### Obiettivo A:
Disponi in una tabella Markdown le righe dei record a partire da quella che contiene "Can you see the leaf on" e fino a quella che contiene "(1135, 629)", entrambe incluse. Usa le colonne Posizione, per il numero progressivo, e Testo, per la riga, e tralascia le righe vuote.

* * * * * * * * *

LA SEPARAZIONE DEI RUOLI

Siamo di fronte al disastro energetico, e la politica lo affronta con l’abituale inadeguatezza di sempre. Manca nella chiacchiera della politica, e dei cosiddetti esperti, la consapevolezza della necessità di distinguere i ruoli, nel settore energetico come in quello della Magistratura (separazione delle carriere), in quello bancario (banche commerciali e banche d’investimento), in quello dei trasporti (reti viarie e mezzi di trasporto).
Analogamente nel settore energetico, dove occorre distinguere tra produzione dell’energia e sua distribuzione.
Certo, qualcosa si è fatto, gli addetti ai lavori conoscono i problemi, ma hanno interessi diversi e conflittuali, che la politica non sa o non vuole sbrogliare.

Cominciamo col dire che tanto l’energia elettrica che il gas viaggiano su una sola rete di distribuzione comune, su filo elettrico ed in tubazioni, a prescindere dalla fonte energetica che immette energia in rete. In Italia abbiamo circa 200 distributori di gas (vedi fonte) che possono coincidere, o meno, con i fornitori con i quali gli utenti stipulano i contratti di fornitura, i quali, a loro volta, possono essere produttori di gas (ENI) o semplici commercianti.
Analogamente per l’energia elettrica, che viene prodotto ovunque ed in qualsiasi forma (centrali termoelettriche, idroelettriche, ad energia solare o eolica) o provenire anche dall’estero (Francia, ecc).
I costi di distribuzione, come quelli di produzione, possono essere radicalmente diversi, ma il bene energia viene venduto a prezzi di mercato, quale che sia la fonte o il canale di distribuzione, indipendentemente dai costi di produzione, che possono essere radialmente diversi.

* * * * * * * * *

### Obiettivo B:
Trascrivi tale e quale il passo del testo sulla separazione dei ruoli nel settore energetico che comincia con "LA SEPARAZIONE DEI RUOLI" e finisce con "e sua distribuzione.".

### Righe del dataset sulla posizione degli oggetti:
* * * * * * * * *

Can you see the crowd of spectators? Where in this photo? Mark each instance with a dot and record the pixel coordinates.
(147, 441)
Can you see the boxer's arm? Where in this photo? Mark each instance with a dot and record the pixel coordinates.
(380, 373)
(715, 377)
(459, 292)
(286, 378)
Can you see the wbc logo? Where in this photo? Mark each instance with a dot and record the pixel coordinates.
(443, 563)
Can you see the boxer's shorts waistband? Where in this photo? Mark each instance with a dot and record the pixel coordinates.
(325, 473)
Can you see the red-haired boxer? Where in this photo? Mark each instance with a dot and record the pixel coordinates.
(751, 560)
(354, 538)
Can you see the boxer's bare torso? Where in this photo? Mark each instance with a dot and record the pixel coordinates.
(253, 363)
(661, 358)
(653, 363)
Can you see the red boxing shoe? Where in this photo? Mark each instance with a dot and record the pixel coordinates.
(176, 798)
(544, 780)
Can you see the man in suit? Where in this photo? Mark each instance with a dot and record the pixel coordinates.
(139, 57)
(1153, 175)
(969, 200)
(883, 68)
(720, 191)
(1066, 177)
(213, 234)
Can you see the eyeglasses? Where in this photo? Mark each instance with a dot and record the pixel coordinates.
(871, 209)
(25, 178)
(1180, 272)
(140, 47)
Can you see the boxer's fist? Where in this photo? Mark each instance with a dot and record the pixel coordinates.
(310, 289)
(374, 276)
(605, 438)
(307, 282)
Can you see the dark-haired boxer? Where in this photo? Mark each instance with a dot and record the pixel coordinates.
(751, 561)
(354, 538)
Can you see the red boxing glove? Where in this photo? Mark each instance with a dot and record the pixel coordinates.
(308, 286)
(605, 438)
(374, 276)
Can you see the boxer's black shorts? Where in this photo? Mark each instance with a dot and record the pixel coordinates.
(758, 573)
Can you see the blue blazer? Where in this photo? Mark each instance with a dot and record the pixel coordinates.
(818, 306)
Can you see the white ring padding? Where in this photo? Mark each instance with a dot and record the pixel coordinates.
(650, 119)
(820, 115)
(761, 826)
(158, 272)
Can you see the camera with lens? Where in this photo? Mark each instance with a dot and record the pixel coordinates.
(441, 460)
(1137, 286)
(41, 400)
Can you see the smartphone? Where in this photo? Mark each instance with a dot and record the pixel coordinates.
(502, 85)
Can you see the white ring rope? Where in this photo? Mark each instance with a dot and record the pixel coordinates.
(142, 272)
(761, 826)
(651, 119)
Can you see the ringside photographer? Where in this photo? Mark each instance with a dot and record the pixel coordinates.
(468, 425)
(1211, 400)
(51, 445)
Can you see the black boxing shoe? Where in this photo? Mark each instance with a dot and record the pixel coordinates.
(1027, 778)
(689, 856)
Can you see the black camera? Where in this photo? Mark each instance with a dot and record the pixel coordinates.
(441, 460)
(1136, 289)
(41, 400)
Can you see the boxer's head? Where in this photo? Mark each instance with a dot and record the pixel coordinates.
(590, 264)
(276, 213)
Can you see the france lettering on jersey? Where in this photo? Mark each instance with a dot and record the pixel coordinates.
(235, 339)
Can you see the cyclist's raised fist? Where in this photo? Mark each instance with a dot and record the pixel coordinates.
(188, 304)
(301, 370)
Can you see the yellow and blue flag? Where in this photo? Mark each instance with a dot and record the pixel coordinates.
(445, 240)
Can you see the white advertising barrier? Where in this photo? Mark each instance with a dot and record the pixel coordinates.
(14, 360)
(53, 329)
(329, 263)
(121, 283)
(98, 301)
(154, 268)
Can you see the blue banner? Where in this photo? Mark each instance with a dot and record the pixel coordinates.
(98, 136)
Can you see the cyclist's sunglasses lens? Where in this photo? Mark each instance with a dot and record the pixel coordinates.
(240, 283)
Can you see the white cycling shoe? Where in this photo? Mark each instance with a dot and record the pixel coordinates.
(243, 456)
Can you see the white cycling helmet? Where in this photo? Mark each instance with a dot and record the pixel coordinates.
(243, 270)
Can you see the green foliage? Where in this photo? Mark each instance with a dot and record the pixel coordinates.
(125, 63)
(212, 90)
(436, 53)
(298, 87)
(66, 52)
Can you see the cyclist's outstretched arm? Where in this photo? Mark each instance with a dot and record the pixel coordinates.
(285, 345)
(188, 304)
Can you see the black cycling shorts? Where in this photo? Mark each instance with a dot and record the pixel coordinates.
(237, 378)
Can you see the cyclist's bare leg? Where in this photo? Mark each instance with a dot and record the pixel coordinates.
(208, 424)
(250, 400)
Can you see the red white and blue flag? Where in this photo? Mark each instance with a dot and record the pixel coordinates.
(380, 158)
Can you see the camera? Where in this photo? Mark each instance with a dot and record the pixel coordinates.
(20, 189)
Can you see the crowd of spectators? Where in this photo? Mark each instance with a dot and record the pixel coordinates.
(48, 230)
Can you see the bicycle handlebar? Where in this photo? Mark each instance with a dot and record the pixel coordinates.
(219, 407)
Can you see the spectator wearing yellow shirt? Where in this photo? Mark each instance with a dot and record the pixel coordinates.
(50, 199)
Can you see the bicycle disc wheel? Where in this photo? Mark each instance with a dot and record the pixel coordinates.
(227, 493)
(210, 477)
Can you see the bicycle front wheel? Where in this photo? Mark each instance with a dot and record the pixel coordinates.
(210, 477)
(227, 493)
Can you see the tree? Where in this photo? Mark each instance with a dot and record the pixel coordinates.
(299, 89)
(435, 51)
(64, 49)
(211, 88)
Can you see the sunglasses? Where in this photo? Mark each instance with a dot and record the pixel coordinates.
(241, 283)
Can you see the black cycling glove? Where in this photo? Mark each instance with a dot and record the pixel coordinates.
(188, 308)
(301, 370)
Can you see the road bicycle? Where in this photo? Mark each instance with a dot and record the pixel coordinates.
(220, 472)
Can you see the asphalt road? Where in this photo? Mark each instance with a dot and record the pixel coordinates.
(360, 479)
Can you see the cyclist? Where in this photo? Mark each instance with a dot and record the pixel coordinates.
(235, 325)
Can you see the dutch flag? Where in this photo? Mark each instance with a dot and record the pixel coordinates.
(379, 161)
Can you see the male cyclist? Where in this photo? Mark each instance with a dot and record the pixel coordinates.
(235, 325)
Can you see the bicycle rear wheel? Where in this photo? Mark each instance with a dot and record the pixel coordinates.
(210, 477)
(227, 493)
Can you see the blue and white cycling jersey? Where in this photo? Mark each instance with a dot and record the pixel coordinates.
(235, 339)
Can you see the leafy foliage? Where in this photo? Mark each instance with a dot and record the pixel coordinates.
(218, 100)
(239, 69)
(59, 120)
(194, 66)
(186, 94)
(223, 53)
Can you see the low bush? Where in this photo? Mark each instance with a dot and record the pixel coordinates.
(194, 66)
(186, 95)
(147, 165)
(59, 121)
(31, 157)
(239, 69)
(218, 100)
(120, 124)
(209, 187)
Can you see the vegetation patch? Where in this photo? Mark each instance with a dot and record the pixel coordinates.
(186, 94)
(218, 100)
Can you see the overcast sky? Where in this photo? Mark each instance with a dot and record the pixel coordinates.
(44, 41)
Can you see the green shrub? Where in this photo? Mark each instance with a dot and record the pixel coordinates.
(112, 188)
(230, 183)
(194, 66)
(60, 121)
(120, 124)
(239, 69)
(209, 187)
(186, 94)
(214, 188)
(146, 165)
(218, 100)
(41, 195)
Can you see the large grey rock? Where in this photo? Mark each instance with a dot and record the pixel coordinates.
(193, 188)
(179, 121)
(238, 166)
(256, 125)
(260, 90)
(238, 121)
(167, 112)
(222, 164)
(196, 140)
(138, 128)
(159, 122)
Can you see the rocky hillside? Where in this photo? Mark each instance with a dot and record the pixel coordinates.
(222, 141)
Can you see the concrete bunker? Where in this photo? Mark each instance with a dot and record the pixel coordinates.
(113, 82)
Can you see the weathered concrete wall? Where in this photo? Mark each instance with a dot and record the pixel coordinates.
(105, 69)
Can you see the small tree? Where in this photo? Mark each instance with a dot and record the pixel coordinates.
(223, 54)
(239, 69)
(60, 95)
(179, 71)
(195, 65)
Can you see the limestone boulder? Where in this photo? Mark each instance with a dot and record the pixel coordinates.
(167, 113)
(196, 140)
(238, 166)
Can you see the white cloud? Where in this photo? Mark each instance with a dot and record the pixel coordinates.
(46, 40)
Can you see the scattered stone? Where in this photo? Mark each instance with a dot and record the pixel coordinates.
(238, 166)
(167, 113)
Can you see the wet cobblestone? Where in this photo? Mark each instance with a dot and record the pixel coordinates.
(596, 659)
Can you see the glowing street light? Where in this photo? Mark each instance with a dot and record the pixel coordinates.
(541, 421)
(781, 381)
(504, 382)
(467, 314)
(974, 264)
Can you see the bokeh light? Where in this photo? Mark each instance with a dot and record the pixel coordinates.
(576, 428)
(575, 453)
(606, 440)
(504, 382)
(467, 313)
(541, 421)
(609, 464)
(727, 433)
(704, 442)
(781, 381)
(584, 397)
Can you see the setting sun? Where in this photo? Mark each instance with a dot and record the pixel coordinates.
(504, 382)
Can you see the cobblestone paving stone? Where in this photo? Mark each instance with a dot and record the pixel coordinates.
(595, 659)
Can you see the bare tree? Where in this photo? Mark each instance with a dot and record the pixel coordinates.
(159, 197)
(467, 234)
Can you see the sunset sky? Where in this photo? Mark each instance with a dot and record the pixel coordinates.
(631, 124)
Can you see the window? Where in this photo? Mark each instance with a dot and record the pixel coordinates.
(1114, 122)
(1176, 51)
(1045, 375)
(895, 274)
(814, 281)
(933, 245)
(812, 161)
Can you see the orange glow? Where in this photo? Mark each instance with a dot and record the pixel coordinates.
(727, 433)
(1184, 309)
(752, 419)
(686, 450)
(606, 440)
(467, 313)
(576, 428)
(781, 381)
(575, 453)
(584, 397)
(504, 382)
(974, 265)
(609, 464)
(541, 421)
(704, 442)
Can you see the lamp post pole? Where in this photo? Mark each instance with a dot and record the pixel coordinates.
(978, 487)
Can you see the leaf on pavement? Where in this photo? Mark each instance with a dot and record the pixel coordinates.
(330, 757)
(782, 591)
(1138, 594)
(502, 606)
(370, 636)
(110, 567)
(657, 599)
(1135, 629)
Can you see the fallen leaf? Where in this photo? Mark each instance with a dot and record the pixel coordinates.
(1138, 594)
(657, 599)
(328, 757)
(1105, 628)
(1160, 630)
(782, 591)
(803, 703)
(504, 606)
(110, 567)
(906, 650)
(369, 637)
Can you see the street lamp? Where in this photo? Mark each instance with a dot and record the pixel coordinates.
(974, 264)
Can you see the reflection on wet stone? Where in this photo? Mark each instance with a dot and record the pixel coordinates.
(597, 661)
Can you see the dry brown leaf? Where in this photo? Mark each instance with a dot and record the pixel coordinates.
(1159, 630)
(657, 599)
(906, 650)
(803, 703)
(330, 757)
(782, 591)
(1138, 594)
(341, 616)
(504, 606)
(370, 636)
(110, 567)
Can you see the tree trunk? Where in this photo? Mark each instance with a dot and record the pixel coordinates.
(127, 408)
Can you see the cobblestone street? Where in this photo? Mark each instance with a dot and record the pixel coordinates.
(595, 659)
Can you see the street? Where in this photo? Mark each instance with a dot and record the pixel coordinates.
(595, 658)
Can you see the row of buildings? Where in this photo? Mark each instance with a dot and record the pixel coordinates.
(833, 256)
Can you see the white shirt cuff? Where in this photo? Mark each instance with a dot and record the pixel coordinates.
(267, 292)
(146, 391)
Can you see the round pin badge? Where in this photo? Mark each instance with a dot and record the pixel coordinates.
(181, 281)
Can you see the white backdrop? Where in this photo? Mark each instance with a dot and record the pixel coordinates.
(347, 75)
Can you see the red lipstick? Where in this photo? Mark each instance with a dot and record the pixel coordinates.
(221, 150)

* * * * * * * * *

### Soluzione A:
| Posizione | Testo |
|---|---|
| 1 | Can you see the leaf on pavement? Where in this photo? Mark each instance with a dot and record the pixel coordinates. |
| 2 | (330, 757) |
| 3 | (782, 591) |
| 4 | (1138, 594) |
| 5 | (502, 606) |
| 6 | (370, 636) |
| 7 | (110, 567) |
| 8 | (657, 599) |
| 9 | (1135, 629) |

### Soluzione B:
LA SEPARAZIONE DEI RUOLI

Siamo di fronte al disastro energetico, e la politica lo affronta con l’abituale inadeguatezza di sempre. Manca nella chiacchiera della politica, e dei cosiddetti esperti, la consapevolezza della necessità di distinguere i ruoli, nel settore energetico come in quello della Magistratura (separazione delle carriere), in quello bancario (banche commerciali e banche d’investimento), in quello dei trasporti (reti viarie e mezzi di trasporto).
Analogamente nel settore energetico, dove occorre distinguere tra produzione dell’energia e sua distribuzione.